Supplied text:
-- Start --
The brief but artistically blessed life of legendary Broadway lyricist Lorenz Hart now serves as the inspiration for Falling For Make Believe, a Colony Theatre World Premiere musical that entertains, elucidates, and ends up this spring’s most unexpected treat.

FALLING FOR MAKE BELIEVE - 3 “Tasteless, discreet, and false” is how composite character “Fletcher Mecklin” (Tyler Milliron) describes radio tributes to the “lifelong bachelor, married to his words,” upon his death at the age of 48, purportedly “after a long illness.” Hogwash, says Fletcher, who knew the real Larry Hart (Ben D. Goldberg) and loved him, not for what he could get out of him (as many did), but for the man that he was—difficult, conflicted, irresponsible, but with a romantic soul that only his lyrics could reveal.

Falling For Make Believe book writer Mark Saltzman introduces us to Fletcher, fresh off a Pennsylvania Dutch farm and auditioning for Rodgers & Hart’s A Connecticut Yankee In King Arthur’s Court. The year was 1927, and for someone of Fletcher’s “sort,” the 1920s offered only two options, “living it down low or living it up.” Fletcher chose the latter, while for a deeply closeted Larry, the former was the only conceivable option.
-- End --
Dataset extract:
-- Start --
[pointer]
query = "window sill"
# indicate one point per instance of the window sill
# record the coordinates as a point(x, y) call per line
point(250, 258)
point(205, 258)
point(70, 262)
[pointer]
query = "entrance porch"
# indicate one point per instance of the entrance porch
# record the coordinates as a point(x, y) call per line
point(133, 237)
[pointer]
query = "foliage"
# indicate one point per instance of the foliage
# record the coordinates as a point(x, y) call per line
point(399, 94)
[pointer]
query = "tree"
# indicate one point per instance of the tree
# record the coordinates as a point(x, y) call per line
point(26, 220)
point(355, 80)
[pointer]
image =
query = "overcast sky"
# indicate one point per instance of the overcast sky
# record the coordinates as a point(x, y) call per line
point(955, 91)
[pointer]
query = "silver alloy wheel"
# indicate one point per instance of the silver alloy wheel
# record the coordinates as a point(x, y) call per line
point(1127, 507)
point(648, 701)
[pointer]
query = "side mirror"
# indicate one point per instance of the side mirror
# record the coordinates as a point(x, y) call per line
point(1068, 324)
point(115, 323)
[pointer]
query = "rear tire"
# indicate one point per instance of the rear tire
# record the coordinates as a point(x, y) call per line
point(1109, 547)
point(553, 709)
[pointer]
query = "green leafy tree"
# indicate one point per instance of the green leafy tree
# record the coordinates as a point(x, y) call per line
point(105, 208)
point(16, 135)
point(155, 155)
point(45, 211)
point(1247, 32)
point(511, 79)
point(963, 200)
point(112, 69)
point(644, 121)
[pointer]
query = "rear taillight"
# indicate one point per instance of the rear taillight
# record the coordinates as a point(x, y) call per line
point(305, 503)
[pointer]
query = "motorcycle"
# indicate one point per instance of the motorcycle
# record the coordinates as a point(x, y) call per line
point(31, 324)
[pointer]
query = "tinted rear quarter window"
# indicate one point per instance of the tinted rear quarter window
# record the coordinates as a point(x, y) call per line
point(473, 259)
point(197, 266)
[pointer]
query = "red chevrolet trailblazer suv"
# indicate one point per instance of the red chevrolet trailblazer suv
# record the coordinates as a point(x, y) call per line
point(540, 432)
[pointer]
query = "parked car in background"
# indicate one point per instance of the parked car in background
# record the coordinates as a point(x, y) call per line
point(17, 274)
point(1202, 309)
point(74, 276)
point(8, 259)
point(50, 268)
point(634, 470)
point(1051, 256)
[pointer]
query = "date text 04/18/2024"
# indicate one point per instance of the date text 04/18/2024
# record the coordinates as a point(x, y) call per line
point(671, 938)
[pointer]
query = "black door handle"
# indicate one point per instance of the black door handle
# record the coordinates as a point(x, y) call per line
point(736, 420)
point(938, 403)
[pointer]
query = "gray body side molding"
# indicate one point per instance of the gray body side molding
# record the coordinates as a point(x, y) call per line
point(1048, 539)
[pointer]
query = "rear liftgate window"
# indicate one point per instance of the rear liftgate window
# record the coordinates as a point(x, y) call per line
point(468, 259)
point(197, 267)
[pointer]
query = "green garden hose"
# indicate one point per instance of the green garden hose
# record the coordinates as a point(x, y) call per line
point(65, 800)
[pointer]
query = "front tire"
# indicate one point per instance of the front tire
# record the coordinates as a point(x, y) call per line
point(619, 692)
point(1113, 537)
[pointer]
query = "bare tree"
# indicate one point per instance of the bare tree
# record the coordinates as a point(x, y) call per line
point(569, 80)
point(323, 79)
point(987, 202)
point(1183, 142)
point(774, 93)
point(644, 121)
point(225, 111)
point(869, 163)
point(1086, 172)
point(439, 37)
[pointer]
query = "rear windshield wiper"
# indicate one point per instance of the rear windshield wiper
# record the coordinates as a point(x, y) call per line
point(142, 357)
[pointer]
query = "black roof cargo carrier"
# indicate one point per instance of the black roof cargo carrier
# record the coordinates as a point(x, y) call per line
-- End --
Required work:
1. Answer these questions using the review of Falling For Make Believe.
(a) Which theater is presenting the musical's world premiere?
(b) At what age did Larry Hart die, according to the review?
(c) Who wrote the musical's book?
2. Pick up the review of Falling For Make Believe after its last sentence and continue it.

Answers to the exercises:
1.
(a) The Colony Theatre
(b) 48
(c) Mark Saltzman

2.
Though prohibition was the law of the land at the time, underground speakeasies like “Vincenzo’s” made it possible not only for New Yorkers to imbibe but also for gay men to congregate, to hold hands, even to dance together before the 21st Amendment made alcohol legal again and pushed men like Larry Hart even further into the closet, bars no longer being secret hideaways.

FALLING FOR MAKE BELIEVE - 5 It’s at Vincenzo’s that Fletcher meets Larry Hart for the second time, along with composer Richard Rodgers (Brett Ryback), composite Broadway star “Vivian Ross” (Rebecca Ann Johnson), and Doc Bender (Jeffrey Landman), the real-life dentist-turned-agent who made sure his number one client stayed on the down-low even as he supplied him with buckets of booze throughout their long, destructive association.

Next to reminisce is Richard Rodgers, who recalls the awe he felt at the age of 16 upon first meeting 23-year-old Larry, who ended up joining Richard and his new bride Dorothy (Megan Moran) for their “three’s company” honeymoon in France, a vacation à trois that Dorothy takes with a grain of salt, quipping, “It’s not like I’m the first woman to marry a man with a child.”

Vivian rounds out our picture of Larry Hart, expressing regrets that her own platonic love story with the lyricist didn’t start sooner, as well as recalling what a jokester Larry could be when in one of his lighter moods, as during a radio broadcast from the St. James Theater which we get to spy on.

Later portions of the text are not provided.